### Exercise directions
These records are to be written out exactly as they read, minus the pictures.

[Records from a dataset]

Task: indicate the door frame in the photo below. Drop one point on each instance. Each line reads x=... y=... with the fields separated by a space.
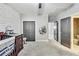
x=35 y=27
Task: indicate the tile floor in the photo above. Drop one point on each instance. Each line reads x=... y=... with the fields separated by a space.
x=47 y=48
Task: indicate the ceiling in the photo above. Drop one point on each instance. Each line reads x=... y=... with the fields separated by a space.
x=32 y=8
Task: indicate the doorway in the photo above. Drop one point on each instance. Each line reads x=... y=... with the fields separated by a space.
x=29 y=30
x=66 y=32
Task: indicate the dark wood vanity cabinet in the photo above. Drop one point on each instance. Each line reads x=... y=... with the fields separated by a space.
x=18 y=44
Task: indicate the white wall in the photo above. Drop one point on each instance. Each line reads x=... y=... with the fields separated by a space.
x=39 y=22
x=73 y=11
x=9 y=17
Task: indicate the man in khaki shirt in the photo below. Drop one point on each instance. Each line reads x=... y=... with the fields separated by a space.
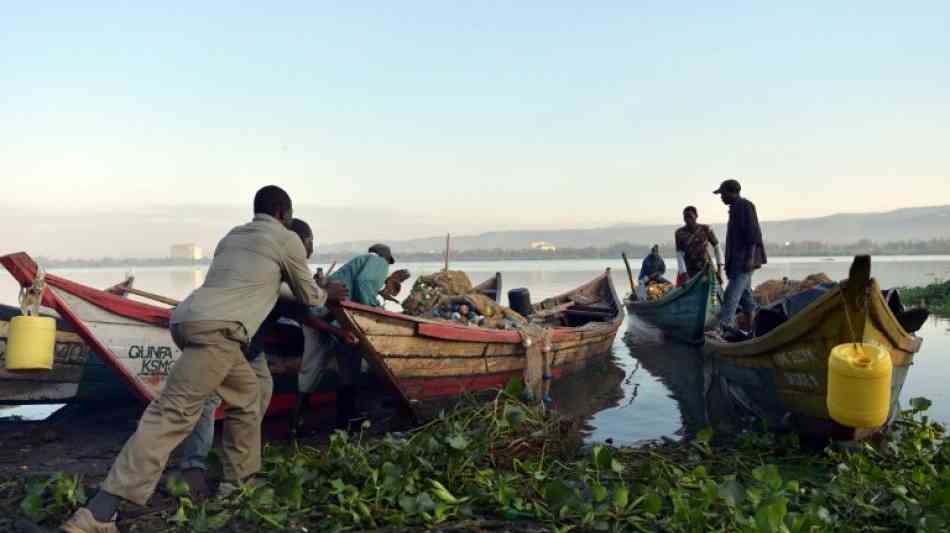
x=213 y=327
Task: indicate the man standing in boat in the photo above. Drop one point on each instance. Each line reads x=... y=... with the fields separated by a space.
x=212 y=327
x=745 y=253
x=364 y=276
x=692 y=247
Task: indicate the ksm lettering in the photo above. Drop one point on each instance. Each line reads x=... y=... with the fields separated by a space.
x=156 y=360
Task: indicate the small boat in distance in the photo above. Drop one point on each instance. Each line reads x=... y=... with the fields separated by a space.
x=684 y=313
x=791 y=361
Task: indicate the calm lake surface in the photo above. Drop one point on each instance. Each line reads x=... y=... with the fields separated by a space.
x=638 y=394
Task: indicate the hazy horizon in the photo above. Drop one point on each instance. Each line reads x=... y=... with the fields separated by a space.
x=399 y=121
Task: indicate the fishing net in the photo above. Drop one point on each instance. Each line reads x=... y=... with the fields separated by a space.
x=435 y=290
x=774 y=290
x=440 y=295
x=655 y=291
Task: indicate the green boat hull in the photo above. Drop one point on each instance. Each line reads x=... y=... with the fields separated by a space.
x=684 y=313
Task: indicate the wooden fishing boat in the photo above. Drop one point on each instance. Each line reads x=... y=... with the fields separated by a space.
x=77 y=373
x=435 y=361
x=684 y=313
x=130 y=340
x=791 y=361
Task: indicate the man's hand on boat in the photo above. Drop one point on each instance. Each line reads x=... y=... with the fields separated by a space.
x=349 y=337
x=336 y=292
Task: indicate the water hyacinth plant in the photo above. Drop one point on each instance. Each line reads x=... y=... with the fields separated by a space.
x=509 y=463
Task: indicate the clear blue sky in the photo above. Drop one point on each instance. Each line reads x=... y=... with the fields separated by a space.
x=480 y=114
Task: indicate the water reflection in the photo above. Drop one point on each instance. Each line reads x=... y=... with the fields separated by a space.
x=593 y=389
x=708 y=392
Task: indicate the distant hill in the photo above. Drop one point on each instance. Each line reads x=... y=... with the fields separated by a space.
x=917 y=223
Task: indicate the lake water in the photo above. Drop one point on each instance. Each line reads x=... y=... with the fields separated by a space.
x=641 y=394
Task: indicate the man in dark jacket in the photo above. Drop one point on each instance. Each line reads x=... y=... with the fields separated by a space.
x=745 y=252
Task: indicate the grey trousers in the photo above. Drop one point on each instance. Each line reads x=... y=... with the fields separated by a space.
x=195 y=448
x=211 y=363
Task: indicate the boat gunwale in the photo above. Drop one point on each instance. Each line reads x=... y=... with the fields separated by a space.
x=441 y=330
x=831 y=302
x=675 y=294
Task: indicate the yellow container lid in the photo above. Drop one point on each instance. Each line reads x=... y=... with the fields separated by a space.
x=860 y=360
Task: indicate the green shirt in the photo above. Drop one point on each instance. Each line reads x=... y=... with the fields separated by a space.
x=365 y=276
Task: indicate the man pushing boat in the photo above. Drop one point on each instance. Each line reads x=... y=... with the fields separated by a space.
x=213 y=327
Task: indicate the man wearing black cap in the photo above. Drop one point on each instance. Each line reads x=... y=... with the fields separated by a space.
x=745 y=252
x=364 y=275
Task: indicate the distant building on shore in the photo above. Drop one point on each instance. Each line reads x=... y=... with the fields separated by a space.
x=188 y=252
x=543 y=246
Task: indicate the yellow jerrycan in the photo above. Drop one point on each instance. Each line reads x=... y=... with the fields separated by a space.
x=30 y=343
x=859 y=385
x=31 y=339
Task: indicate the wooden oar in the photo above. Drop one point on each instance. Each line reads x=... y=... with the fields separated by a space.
x=151 y=296
x=633 y=290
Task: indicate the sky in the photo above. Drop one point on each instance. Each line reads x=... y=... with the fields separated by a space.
x=473 y=116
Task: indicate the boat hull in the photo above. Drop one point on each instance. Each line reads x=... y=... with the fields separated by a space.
x=114 y=348
x=433 y=361
x=793 y=358
x=685 y=313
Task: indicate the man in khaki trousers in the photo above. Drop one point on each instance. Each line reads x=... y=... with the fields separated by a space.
x=213 y=327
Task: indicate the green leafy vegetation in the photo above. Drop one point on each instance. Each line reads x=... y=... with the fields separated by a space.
x=507 y=461
x=935 y=296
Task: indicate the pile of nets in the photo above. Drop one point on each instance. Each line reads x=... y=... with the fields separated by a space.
x=449 y=295
x=775 y=289
x=655 y=291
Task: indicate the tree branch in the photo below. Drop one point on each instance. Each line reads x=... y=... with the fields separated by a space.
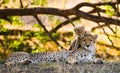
x=50 y=35
x=64 y=23
x=58 y=12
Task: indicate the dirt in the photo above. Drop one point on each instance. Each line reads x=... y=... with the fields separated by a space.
x=62 y=68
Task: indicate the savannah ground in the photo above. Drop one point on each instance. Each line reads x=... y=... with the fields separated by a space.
x=110 y=67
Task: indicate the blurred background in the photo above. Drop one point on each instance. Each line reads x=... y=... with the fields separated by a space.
x=23 y=33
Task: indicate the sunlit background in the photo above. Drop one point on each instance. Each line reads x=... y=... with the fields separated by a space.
x=25 y=34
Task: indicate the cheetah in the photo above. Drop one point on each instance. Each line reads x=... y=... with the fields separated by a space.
x=17 y=57
x=85 y=53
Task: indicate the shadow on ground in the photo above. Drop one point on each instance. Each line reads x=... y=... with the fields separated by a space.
x=62 y=68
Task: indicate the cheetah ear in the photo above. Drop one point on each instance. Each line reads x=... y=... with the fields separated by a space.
x=76 y=28
x=95 y=36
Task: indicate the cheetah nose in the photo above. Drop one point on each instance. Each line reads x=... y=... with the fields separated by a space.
x=87 y=45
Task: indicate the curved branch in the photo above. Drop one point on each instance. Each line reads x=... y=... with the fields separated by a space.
x=93 y=5
x=58 y=12
x=64 y=23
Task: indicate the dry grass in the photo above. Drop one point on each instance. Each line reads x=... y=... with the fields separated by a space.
x=62 y=68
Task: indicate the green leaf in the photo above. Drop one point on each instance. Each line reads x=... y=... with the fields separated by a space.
x=109 y=10
x=5 y=1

### Written solution
Task: indicate the door frame in the photo below. Drop one point on each instance. Each line reads x=... y=... with the fields separated by a space.
x=35 y=27
Task: indicate the tile floor in the photo above. Drop one point on each instance. Each line reads x=... y=... with the fields separated by a space.
x=47 y=48
Task: indicate the ceiling in the photo above. Drop one point on each instance. Each line reads x=... y=... with the fields separated by a space.
x=32 y=8
Task: indicate the doorway in the photo above. Drop one point on each instance. Each line reads x=... y=... with the fields separated by a space.
x=29 y=30
x=66 y=32
Task: indicate the dark wood vanity cabinet in the photo above. Drop one point on each instance. Each line reads x=... y=... with the fields separated by a space.
x=18 y=44
Task: indicate the white wall in the photo above. Drop one point on each instance. Each line reads x=... y=... with the fields separated by a space.
x=39 y=22
x=73 y=11
x=9 y=17
Task: indicate the man in khaki shirt in the photo below. Drop one point on each instance. Each line reads x=... y=... with the fields separated by a space.
x=213 y=327
Task: indicate the man standing in boat in the photo above. Drop one point on each instance. Each line reads x=... y=... with the fields separated by a space.
x=212 y=327
x=745 y=253
x=364 y=276
x=692 y=247
Task: indicate the ksm lettering in the photo above. Drop one point on each instance. Each line reads x=... y=... with the fields separated by a space.
x=156 y=360
Task: indicate the small boat in distance in the photo above. Drop one point on each instance. Each line reads x=... y=... with the fields separated by a space.
x=684 y=313
x=791 y=361
Task: indicate the calm lake surface in the photo above. Drop one point on each instance. Each line reads x=... y=... with the fields separated by a space.
x=638 y=394
Task: indicate the hazy horizon in the photo above. Drop one point on each instance. Each line reads x=... y=... with the fields separated by a space.
x=399 y=121
Task: indicate the fishing net in the photo above. Drop one point on each instance. Each line reads x=... y=... with the fields separated by a space.
x=435 y=290
x=774 y=290
x=440 y=295
x=655 y=291
Task: indicate the green boat hull in the photo above. Drop one point on each instance. Each line reads x=... y=... with the fields separated by a space.
x=684 y=313
Task: indicate the wooden fishing boat in the photo above. Drop one point on each instance. Each line reads x=... y=... with the fields separated by a space.
x=77 y=373
x=435 y=361
x=684 y=313
x=130 y=340
x=791 y=361
Task: indicate the man's hand on boat in the photo above. Drop one point on each instance. Each line reads x=... y=... with the fields separated by a space.
x=349 y=337
x=336 y=292
Task: indicate the water hyacinth plant in the photo above. Drop one point on each instance. Each line reads x=... y=... with the fields separated by a space.
x=509 y=463
Task: indicate the clear blue sky in the photo above. Drop one point on each instance. Each line reads x=... y=... with the fields separated by a space.
x=480 y=114
Task: indicate the water reflection in the photo above. Drop one point on each instance. Each line reads x=... y=... with the fields separated by a space.
x=593 y=389
x=708 y=392
Task: indicate the distant hill in the photo above. Drop one point on each instance. Each line reads x=... y=... with the fields separated by a space.
x=917 y=223
Task: indicate the lake water in the photo above. Drop one point on each instance. Each line reads x=... y=... with the fields separated by a space.
x=641 y=394
Task: indicate the man in dark jacket in the photo above. Drop one point on each instance. Each line reads x=... y=... with the fields separated by a space.
x=745 y=252
Task: indicate the grey trousers in the photo above. Drop one point on each instance. Each line reads x=... y=... with the fields separated by a space.
x=195 y=448
x=211 y=363
Task: indicate the boat gunwale in the photo above. Drop one point on each instance. Each line reads x=... y=... with the fields separated by a space.
x=441 y=330
x=831 y=302
x=675 y=294
Task: indicate the yellow container lid in the photo above. Drop one point on each instance. Each line reads x=... y=... with the fields separated by a space.
x=860 y=360
Task: indicate the green shirt in the photo above. Drop one point on each instance. Each line reads x=... y=... with the fields separated by a space.
x=365 y=276
Task: indicate the man pushing boat in the photo above. Drop one point on each instance. Each line reads x=... y=... with the fields separated by a space.
x=213 y=327
Task: indicate the man wearing black cap in the photo above. Drop one point on each instance. Each line reads x=... y=... with the fields separated by a space.
x=745 y=252
x=364 y=275
Task: indicate the distant building on shore in the photo above. Drop one point on each instance. Each line reads x=... y=... with the fields separated by a space.
x=188 y=252
x=543 y=246
Task: indicate the yellow jerrycan in the photo above. Drop one point on each instance. Each line reads x=... y=... with the fields separated by a space.
x=30 y=343
x=859 y=385
x=31 y=339
Task: indicate the wooden oar in the photo above. Drop one point on each instance. Each line reads x=... y=... with the fields separated by a space.
x=151 y=296
x=633 y=290
Task: indicate the sky in the photo above. Drop one point on each instance. Each line reads x=... y=... with the fields separated by a space.
x=473 y=116
Task: indicate the boat hull in the photo above. Drop one point on each instance. Each line reads x=... y=... with the fields separated by a space.
x=114 y=348
x=433 y=361
x=793 y=358
x=685 y=313
Task: indicate the man in khaki trousers in the photo above. Drop one point on each instance. Each line reads x=... y=... with the fields separated by a space.
x=213 y=327
Task: indicate the green leafy vegetation in the photo above. Drop one point on each instance. Each line reads x=... y=... with the fields separated by a space.
x=507 y=461
x=935 y=296
Task: indicate the pile of nets in the photo above. Drop one point on each instance. Each line reads x=... y=... with the fields separated by a space.
x=449 y=295
x=775 y=289
x=655 y=291
Task: indicate the tree branch in the photo below. Drop one point on each instance. Each line reads x=... y=... with the fields separated by a space.
x=50 y=35
x=64 y=23
x=58 y=12
Task: indicate the dirt in the photo above. Drop one point on each instance. Each line reads x=... y=... with the fields separated by a space.
x=62 y=68
Task: indicate the savannah ground in the photo above. Drop one point on each instance. Each line reads x=... y=... with the fields separated by a space.
x=110 y=67
Task: indicate the blurred background in the photo above. Drop one point on each instance. Each line reads x=... y=... with the fields separated by a space.
x=23 y=33
Task: indicate the sunlit background in the photo above. Drop one point on each instance. Each line reads x=... y=... with the fields separated by a space.
x=25 y=34
Task: indicate the cheetah in the photo above. Drop one point on each instance. Each line reads x=... y=... with the fields separated by a space.
x=17 y=57
x=85 y=53
Task: indicate the shadow on ground in the photo above. Drop one point on each instance. Each line reads x=... y=... with the fields separated by a space.
x=62 y=68
Task: indicate the cheetah ear in the photo above. Drop one point on each instance. Each line reads x=... y=... with the fields separated by a space.
x=76 y=28
x=95 y=36
Task: indicate the cheetah nose in the photo above. Drop one point on each instance. Each line reads x=... y=... with the fields separated by a space.
x=87 y=45
Task: indicate the curved branch in the photo above. Drop one point on each instance. Each line reads x=... y=... with the fields separated by a space.
x=93 y=5
x=58 y=12
x=64 y=23
Task: indicate the dry grass in the photo above. Drop one point on each instance. Each line reads x=... y=... with the fields separated by a space.
x=62 y=68
Task: indicate the green leaf in the photo above. Drop one point on each instance. Each line reads x=... y=... with the fields separated by a space.
x=109 y=10
x=5 y=1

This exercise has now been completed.